- Information given
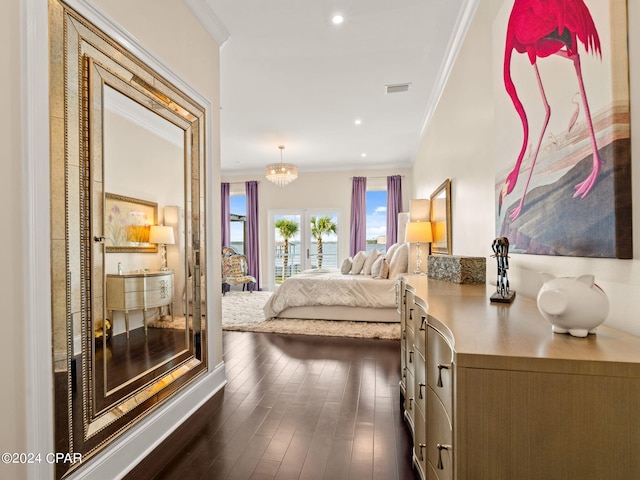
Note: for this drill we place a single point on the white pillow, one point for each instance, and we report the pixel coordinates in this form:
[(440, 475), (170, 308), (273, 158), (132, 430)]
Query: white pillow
[(391, 251), (380, 268), (358, 262), (346, 266), (368, 263), (399, 263)]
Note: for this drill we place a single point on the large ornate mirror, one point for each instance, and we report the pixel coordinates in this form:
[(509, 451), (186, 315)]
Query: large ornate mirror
[(127, 156)]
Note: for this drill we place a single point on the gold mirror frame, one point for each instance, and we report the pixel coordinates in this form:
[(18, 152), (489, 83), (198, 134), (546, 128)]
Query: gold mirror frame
[(83, 59), (440, 217)]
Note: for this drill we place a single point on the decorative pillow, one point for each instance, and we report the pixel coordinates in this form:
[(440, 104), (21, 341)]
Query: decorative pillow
[(368, 263), (380, 268), (358, 262), (391, 251), (346, 266), (399, 263)]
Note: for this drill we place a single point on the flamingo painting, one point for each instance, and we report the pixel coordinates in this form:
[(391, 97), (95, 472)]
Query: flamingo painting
[(539, 29)]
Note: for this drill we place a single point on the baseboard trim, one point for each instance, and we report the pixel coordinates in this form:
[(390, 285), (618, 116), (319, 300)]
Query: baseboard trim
[(119, 458)]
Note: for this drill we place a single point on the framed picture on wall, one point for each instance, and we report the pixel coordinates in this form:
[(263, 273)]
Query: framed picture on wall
[(127, 223), (440, 217), (563, 150)]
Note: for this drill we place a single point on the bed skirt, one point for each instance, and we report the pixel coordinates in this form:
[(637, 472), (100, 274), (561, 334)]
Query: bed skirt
[(355, 314)]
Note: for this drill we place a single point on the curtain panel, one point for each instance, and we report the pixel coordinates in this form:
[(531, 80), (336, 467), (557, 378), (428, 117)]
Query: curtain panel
[(253, 234), (226, 214), (358, 226), (394, 207)]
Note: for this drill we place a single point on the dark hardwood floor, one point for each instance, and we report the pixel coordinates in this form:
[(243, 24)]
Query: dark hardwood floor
[(295, 407)]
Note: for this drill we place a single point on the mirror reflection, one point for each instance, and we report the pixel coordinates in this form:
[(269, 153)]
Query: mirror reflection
[(143, 165), (128, 306)]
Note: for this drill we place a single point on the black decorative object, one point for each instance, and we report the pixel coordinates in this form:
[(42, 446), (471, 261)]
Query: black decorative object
[(500, 248)]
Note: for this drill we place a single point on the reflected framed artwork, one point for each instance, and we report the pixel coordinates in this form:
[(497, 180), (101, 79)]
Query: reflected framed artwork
[(440, 217), (127, 224)]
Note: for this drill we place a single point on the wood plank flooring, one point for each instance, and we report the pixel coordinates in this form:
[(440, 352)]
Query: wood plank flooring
[(295, 407)]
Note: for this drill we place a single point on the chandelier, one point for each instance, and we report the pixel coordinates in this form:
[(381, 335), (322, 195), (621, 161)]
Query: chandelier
[(281, 173)]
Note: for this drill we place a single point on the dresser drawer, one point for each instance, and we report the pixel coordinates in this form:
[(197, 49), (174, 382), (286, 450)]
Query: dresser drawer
[(421, 382), (420, 327), (420, 442), (411, 354), (439, 438), (440, 367), (410, 399)]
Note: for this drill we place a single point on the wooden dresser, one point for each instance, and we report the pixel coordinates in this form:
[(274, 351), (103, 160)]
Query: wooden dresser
[(491, 393), (139, 291)]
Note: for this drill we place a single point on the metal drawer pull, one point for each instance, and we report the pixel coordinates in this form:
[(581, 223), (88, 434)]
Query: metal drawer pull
[(441, 447), (440, 367)]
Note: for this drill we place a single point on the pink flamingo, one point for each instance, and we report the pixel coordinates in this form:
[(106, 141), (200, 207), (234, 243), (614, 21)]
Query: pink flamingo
[(541, 28)]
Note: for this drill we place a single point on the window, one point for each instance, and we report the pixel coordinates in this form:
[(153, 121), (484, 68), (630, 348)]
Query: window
[(376, 220), (238, 207)]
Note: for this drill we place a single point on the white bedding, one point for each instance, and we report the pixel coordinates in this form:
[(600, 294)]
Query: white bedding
[(329, 287)]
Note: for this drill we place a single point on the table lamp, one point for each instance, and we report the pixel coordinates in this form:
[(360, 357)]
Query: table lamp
[(163, 236), (418, 232)]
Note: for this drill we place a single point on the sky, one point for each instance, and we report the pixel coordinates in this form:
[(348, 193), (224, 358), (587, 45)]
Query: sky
[(376, 214)]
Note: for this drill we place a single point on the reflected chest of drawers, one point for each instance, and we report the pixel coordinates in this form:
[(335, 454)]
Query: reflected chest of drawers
[(139, 291), (491, 393)]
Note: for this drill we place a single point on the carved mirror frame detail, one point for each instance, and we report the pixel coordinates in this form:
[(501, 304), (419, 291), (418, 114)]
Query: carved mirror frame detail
[(83, 59)]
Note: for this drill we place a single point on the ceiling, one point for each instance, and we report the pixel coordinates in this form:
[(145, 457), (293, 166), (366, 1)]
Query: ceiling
[(291, 77)]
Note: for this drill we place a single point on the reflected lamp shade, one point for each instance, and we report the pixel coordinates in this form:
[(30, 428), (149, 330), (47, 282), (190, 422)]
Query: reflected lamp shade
[(161, 235), (418, 232)]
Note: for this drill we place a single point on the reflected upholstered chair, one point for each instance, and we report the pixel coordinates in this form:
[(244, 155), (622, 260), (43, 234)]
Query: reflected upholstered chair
[(234, 271)]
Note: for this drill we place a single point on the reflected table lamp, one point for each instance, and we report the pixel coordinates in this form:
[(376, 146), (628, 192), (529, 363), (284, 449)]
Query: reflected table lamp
[(418, 232), (163, 236)]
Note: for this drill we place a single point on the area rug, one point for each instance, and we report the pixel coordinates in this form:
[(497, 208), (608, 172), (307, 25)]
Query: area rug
[(242, 311)]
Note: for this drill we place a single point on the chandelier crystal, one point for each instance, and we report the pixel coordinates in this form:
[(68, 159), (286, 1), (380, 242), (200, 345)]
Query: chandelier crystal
[(281, 173)]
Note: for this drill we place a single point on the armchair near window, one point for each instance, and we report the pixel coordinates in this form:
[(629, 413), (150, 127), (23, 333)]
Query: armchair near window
[(234, 271)]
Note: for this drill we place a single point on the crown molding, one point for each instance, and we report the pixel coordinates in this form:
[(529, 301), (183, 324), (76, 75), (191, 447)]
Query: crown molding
[(209, 20)]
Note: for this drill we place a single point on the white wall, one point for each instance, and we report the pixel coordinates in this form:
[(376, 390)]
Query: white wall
[(12, 249), (310, 191), (458, 144)]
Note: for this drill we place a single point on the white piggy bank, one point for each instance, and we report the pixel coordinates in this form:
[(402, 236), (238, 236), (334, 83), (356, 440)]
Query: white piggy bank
[(573, 305)]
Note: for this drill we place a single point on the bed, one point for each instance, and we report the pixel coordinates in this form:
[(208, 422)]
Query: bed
[(332, 294)]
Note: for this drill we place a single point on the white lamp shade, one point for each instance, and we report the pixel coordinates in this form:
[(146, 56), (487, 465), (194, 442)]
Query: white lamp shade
[(418, 232), (161, 235)]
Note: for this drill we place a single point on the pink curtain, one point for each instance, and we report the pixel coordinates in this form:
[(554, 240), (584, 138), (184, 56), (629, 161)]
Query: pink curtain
[(358, 228), (394, 207), (226, 215), (253, 235)]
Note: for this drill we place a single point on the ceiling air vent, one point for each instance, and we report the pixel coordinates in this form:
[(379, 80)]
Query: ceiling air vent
[(397, 87)]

- Prompt
All the lines above are to be reproduced exactly, except the pictures.

- Answer for this exercise
Note: for this drill we place a single point on the white pillow, one point for each instance, and we report the pixel coordinates in this form:
[(440, 475), (170, 308), (273, 158), (132, 430)]
Query: white pillow
[(391, 251), (380, 268), (358, 262), (346, 266), (368, 263), (399, 263)]
Note: for this drill we place a single point on the large ornate mirror, one point for each instance, and we report the pixel coordinates in this form:
[(509, 451), (186, 315)]
Query: large ornate mirror
[(127, 156)]
Note: for this drill we place a single point on the gold mirror frame, one point for each instance, and we report the pixel coordinates in this form:
[(18, 152), (489, 83), (198, 134), (546, 128)]
Query: gold mirror frame
[(83, 59), (440, 217)]
Note: for this drill we place a single point on the decorative pillow, one point for each instance, and we report the pixel coordinates in this form:
[(440, 104), (21, 341)]
Query: decorative pillow
[(368, 263), (380, 268), (358, 262), (391, 251), (346, 266), (399, 263)]
Note: for this drill we place a single point on the flamingo painting, one point for each instance, and we report the pixel coordinates in this form:
[(391, 97), (95, 472)]
Query: flamingo painting
[(539, 29)]
Note: for this drill we place a single point on the baseboard trim, one point for each instance, and we report the pixel coordinates in this form:
[(390, 285), (618, 116), (319, 300)]
Query: baseboard trim
[(119, 458)]
Note: for this drill we place a single point on the framed picture on wall, one point for each instance, and we report the pixel coordinates in this form:
[(263, 273)]
Query: framed picture on wall
[(127, 223), (440, 217), (563, 150)]
Note: for this drill we place a single point on the bed skirt, one point for each instance, and we report the pixel coordinates in this form:
[(637, 472), (100, 274), (561, 334)]
Query: bed skirt
[(355, 314)]
Note: for this drill we place a single point on the curtain panel, one point for each instance, and we report the pixel coordinates in this form:
[(531, 80), (336, 467), (557, 378), (428, 117)]
Query: curtain panel
[(253, 234), (226, 214), (358, 226), (394, 207)]
Note: for this drill we place a single point on the dark hardwood floor, one point for each instance, and we report the pixel coordinates in this form:
[(243, 24)]
Query: dark hardwood floor
[(295, 407)]
Note: for this drill we place a single point on the mirror reflection, one point for each instance, and we report the pixel coordinates in this form:
[(269, 153)]
Query: mirror reflection
[(143, 165), (128, 306)]
Note: for this drill we place a single point on the black decorative object, one point for each instance, and we report the pixel coordinates in this form:
[(42, 446), (471, 261)]
Query: black decorative object
[(500, 248)]
Note: for this drill we place a single point on the reflected framed artwork, one point for each instance, and we report the pixel coordinates in this form:
[(497, 180), (101, 79)]
Query: reflected framed artwork
[(440, 217), (127, 224)]
Note: for this drill we place a single point on the wood plank flooring, one point for each instance, and we report the pixel coordinates in this form:
[(440, 352)]
Query: wood plank flooring
[(295, 407)]
Note: for this drill we place a single point on the chandelier, one point for each instance, and we report the pixel coordinates in this form:
[(381, 335), (322, 195), (621, 161)]
Query: chandelier
[(281, 173)]
Note: for this drill we place a single point on the dresser drawer, one point for each instance, and we report the pixel coordinates in this form:
[(197, 49), (174, 382), (286, 450)]
Query: dresser drawer
[(421, 382), (420, 327), (420, 442), (411, 354), (439, 438), (440, 367), (410, 399)]
Note: for this drill we place a single point on the wooden dresser, one point for each instance, and we report the pixel coordinates in this form:
[(274, 351), (103, 160)]
Query: wooden dresser
[(491, 393), (139, 291)]
Note: for this drill we place a single point on the metal drawer pull, one point for each instance, and we report the pixel coordinates in this form:
[(581, 223), (88, 434)]
Query: metal drawer pull
[(441, 447), (440, 367)]
Note: for this drill we place a single point on the pink flamingo, one point for each instance, and we report the pixel coordinates in this form:
[(106, 141), (200, 207), (234, 243), (614, 21)]
Query: pink flamingo
[(541, 28)]
Note: for this drill we place a single point on the window, one point for each instance, and we report the pixel coordinates in this form:
[(153, 121), (484, 68), (630, 348)]
Query: window
[(376, 220), (238, 207)]
Note: for this drill we place a single point on the white bedding, one point for each instance, and we report the pixel coordinates in this form:
[(600, 294)]
Query: white bedding
[(329, 287)]
Note: for this drill we place a single point on the table lamp, one point for each instance, and we report the pixel coordinates in this form:
[(360, 357)]
Query: table lamp
[(163, 236), (418, 232)]
Note: for this drill we place a single point on the sky, one point for each instance, and we report the pixel coordinates in this form:
[(348, 193), (224, 358), (587, 45)]
Query: sky
[(376, 214)]
Note: for this drill we place a single point on the reflected chest of drawers, one point for each instance, and we report the pixel coordinates in this form:
[(335, 454)]
Query: reflected chest of drawers
[(139, 291), (491, 393)]
Note: for this drill we place a single point on the carved mirror frame detail, one point for each instance, and we report the pixel coordinates in this form:
[(501, 304), (419, 291), (418, 114)]
Query: carved mirror frame detail
[(83, 59)]
Note: for this drill we place a single point on the ceiling, one point for each instance, and we report the pixel coordinates in this form:
[(145, 457), (293, 166), (366, 1)]
Query: ceiling
[(291, 77)]
Note: for this drill we place a single point on the reflected lamp shade, one point for each instance, and we report the pixel coordinates in this form:
[(30, 428), (149, 330), (47, 282), (190, 422)]
Query: reflected lamp shade
[(161, 235), (418, 232)]
Note: for this drill we place a single point on the reflected upholstered chair, one point for each instance, and we report the pixel coordinates in this form:
[(244, 155), (622, 260), (43, 234)]
Query: reflected upholstered chair
[(234, 271)]
Note: for this drill we place a single point on the reflected table lamp, one point for each instance, and we report the pixel coordinates in this form:
[(376, 146), (628, 192), (529, 363), (284, 449)]
Query: reflected table lamp
[(418, 232), (163, 236)]
Note: for this drill we place a single point on the area rug, one point for each instance, and we report the pixel coordinates in this form:
[(497, 208), (608, 172), (307, 25)]
Query: area rug
[(242, 311)]
Note: for this drill we place a single point on the chandelier crystal, one point for each instance, and we report the pixel coordinates in this form:
[(68, 159), (286, 1), (380, 242), (200, 345)]
Query: chandelier crystal
[(281, 173)]
Note: for this drill we place a single point on the armchair near window, one point for each instance, and we report the pixel coordinates in this form:
[(629, 413), (150, 127), (23, 333)]
Query: armchair near window
[(234, 271)]
Note: for this drill we place a single point on the crown molding, one point for each instance, and we report the pixel coordinates in this form:
[(529, 301), (183, 324), (76, 75), (191, 447)]
Query: crown molding
[(209, 20)]
Note: for this drill we place a single point on the white wall, one point for each instance, and we report the pixel coordinates in this form:
[(376, 390)]
Query: white wall
[(12, 249), (310, 191), (458, 144)]
Note: for this drill we place a single point on the white piggy bank, one point for each instance, and we report the pixel coordinates in this form:
[(402, 236), (238, 236), (334, 83), (356, 440)]
Query: white piggy bank
[(573, 305)]
Note: for this drill we place a single point on the bed, one point for each instance, and we report the pixel coordinates in this form:
[(208, 422)]
Query: bed
[(332, 294)]
Note: for this drill we place a single point on the white lamp shade, one point for each instance, and we report the pixel coordinates in this form:
[(146, 56), (487, 465), (194, 442)]
Query: white lamp shade
[(418, 232), (161, 235)]
Note: for this drill we place a single point on the pink curtain, one point for each instance, and we report the pixel coordinates in this form:
[(554, 240), (584, 138), (184, 56), (629, 161)]
Query: pink curtain
[(358, 228), (394, 207), (226, 215), (253, 235)]
Note: for this drill we place a single point on the ceiling air vent, one point for each instance, and we report the pixel coordinates in this form:
[(379, 80)]
Query: ceiling air vent
[(397, 87)]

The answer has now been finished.